_Description of the task_:
Switch every "Target" to "Object" in the rows between the line holding "Can you find the raised" and the line holding "pixel 202 373", inclusive. Reproduce only those lines, otherwise unchanged.

_Data extract_:
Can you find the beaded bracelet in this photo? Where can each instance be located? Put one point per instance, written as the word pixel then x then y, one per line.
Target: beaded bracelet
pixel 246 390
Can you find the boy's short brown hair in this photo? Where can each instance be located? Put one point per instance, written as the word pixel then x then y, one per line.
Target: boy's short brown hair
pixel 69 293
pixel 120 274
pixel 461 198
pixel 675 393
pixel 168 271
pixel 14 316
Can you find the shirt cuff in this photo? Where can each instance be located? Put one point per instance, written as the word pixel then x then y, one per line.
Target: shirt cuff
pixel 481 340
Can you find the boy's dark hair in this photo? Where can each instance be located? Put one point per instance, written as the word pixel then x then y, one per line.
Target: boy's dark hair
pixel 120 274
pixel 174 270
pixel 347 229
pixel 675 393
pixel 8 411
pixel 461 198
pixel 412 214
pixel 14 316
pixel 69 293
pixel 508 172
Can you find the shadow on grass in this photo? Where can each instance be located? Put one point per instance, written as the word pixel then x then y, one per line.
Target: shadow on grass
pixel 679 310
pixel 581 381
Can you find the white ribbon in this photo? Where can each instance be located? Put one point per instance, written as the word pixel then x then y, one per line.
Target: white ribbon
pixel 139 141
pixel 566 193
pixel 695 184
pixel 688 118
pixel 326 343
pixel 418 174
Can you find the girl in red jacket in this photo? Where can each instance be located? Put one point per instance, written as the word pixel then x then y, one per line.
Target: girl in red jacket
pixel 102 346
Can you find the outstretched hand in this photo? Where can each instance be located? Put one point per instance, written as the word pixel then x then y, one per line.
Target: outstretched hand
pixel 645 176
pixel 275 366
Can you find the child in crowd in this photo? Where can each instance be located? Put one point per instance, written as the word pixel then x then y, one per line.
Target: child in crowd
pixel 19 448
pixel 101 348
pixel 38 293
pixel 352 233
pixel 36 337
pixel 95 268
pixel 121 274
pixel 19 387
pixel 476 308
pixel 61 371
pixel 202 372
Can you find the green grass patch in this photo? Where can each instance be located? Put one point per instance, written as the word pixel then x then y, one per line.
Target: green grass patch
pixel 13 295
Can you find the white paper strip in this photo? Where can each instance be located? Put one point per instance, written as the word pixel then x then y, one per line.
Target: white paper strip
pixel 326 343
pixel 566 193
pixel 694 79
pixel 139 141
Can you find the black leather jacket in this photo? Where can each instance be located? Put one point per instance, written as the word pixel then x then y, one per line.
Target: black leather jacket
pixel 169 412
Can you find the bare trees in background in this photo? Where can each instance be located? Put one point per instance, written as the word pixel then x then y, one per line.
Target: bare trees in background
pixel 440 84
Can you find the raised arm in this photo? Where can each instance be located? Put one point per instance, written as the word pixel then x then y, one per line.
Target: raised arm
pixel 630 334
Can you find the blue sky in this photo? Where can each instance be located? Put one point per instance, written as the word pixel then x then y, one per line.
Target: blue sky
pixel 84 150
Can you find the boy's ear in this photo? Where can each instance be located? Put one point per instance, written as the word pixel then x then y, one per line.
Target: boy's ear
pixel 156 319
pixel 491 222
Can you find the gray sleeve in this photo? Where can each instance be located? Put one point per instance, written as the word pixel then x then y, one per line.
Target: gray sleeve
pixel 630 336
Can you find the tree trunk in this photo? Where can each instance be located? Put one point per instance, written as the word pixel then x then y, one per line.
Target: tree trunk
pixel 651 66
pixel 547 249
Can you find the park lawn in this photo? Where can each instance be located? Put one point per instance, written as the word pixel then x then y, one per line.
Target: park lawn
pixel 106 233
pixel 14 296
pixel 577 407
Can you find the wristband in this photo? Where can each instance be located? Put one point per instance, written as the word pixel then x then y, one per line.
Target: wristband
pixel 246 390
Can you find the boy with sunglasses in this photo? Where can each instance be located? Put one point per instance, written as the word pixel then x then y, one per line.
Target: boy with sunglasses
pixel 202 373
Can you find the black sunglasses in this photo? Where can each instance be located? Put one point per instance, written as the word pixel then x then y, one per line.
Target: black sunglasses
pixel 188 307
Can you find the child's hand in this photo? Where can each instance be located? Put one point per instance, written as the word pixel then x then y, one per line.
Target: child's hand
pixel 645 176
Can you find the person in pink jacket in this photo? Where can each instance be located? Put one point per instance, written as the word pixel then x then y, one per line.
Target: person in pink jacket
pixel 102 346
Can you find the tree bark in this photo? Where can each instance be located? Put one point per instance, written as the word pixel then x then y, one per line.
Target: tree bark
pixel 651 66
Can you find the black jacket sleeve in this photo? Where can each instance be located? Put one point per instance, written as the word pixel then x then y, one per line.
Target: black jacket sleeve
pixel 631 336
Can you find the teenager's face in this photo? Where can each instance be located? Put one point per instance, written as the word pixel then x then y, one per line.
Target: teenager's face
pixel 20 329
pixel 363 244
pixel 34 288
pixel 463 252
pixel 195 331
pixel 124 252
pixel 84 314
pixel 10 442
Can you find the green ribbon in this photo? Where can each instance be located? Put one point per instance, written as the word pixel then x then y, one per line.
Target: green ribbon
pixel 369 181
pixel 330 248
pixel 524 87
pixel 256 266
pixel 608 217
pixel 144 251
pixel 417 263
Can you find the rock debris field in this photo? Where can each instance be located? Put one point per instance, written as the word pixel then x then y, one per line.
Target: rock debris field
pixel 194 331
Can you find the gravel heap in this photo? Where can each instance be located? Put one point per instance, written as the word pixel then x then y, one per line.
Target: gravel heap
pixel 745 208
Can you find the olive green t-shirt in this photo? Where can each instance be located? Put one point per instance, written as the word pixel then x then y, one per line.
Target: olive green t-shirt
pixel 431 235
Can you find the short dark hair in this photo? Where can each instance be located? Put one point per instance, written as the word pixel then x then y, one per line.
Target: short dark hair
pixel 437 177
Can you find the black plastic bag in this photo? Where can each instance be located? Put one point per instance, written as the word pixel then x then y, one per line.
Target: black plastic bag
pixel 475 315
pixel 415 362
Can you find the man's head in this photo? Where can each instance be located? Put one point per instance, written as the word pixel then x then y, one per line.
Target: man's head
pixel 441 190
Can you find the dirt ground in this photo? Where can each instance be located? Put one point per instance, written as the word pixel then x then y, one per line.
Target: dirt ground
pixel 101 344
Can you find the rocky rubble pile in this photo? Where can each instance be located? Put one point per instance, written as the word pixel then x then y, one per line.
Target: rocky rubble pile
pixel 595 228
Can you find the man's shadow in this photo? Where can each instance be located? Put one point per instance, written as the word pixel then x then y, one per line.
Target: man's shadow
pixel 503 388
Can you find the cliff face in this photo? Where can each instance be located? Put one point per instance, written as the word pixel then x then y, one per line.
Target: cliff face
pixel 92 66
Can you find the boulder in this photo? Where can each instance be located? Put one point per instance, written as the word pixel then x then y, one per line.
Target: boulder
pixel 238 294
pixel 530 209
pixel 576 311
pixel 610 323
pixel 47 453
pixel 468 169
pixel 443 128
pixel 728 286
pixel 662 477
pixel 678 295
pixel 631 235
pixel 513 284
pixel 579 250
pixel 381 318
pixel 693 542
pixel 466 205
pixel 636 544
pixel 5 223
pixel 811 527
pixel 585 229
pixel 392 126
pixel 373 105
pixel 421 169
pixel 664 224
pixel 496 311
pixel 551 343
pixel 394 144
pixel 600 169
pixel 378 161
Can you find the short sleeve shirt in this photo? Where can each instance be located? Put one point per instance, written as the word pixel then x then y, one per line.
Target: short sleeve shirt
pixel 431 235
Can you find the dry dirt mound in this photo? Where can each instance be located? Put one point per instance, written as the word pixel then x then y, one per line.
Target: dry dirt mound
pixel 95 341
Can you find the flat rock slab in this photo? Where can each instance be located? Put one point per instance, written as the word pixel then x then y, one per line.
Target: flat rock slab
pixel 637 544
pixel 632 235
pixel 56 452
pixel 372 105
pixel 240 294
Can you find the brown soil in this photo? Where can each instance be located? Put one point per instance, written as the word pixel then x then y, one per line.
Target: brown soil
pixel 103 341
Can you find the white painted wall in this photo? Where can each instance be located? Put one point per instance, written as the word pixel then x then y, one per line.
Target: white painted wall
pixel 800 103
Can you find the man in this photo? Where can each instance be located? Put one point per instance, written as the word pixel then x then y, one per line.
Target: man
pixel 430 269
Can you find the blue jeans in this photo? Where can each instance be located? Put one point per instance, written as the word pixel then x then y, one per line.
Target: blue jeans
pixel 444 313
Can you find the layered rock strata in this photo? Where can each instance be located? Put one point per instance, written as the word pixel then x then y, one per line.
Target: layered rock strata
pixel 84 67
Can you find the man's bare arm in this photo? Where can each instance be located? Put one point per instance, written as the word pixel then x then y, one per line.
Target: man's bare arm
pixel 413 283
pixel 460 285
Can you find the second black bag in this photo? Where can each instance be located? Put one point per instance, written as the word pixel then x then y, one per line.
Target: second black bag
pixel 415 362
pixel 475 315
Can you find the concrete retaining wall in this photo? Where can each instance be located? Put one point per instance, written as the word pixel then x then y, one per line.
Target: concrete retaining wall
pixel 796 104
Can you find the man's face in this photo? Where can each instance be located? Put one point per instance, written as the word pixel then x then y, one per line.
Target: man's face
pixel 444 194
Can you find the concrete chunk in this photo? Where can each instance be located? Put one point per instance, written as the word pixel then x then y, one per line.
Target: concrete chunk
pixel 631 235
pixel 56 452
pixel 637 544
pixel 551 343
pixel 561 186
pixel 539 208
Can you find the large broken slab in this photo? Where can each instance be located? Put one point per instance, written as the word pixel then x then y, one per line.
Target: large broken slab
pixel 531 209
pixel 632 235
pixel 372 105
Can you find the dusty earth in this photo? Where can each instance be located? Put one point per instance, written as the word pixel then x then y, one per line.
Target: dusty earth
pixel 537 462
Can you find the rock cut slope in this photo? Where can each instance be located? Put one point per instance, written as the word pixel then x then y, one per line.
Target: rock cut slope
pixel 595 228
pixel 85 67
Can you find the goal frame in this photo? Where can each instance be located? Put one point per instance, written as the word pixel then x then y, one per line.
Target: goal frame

_Reply to the exercise_:
Can you find the raised arm in this photo? Where can each instance be located? Put one point per instance, written as the word pixel then x then y, one per line.
Object: raised arm
pixel 630 334
Can you find the blue sky in this photo? Where can each instance be located? Put one point per instance, written as the word pixel then x then y, one per line.
Object: blue sky
pixel 84 150
Can you find the boy's ear in this photo? Where can each instance be located? Put one point per instance, written as the word pixel then x then y, one per line.
Object: boy's ear
pixel 156 319
pixel 491 222
Can you find the gray sleeve in this photo? Where can each instance be located? Put one point per instance, written as the word pixel then x then y, one per line.
Object: gray sleeve
pixel 630 336
Can you find the tree trunk in this photo? Where can each instance be located? Put one point per instance, written as the word pixel then x then y, one per line.
Object: tree trunk
pixel 651 66
pixel 547 249
Can you find the park lawn in this photo? Where can each instance be located? Put one point per instance, written as the word pixel then x then y, one per line.
Object: park lawn
pixel 106 233
pixel 14 296
pixel 577 407
Can you find the wristband in this photo? Where can each instance be located? Put one point per instance, written as the word pixel then x then y, one per line.
Object: wristband
pixel 246 390
Can you find the boy with sunglasses in this photo? Where can each instance be located? Put one point per instance, written as the word pixel then x then y, one per line.
Object: boy with sunglasses
pixel 202 373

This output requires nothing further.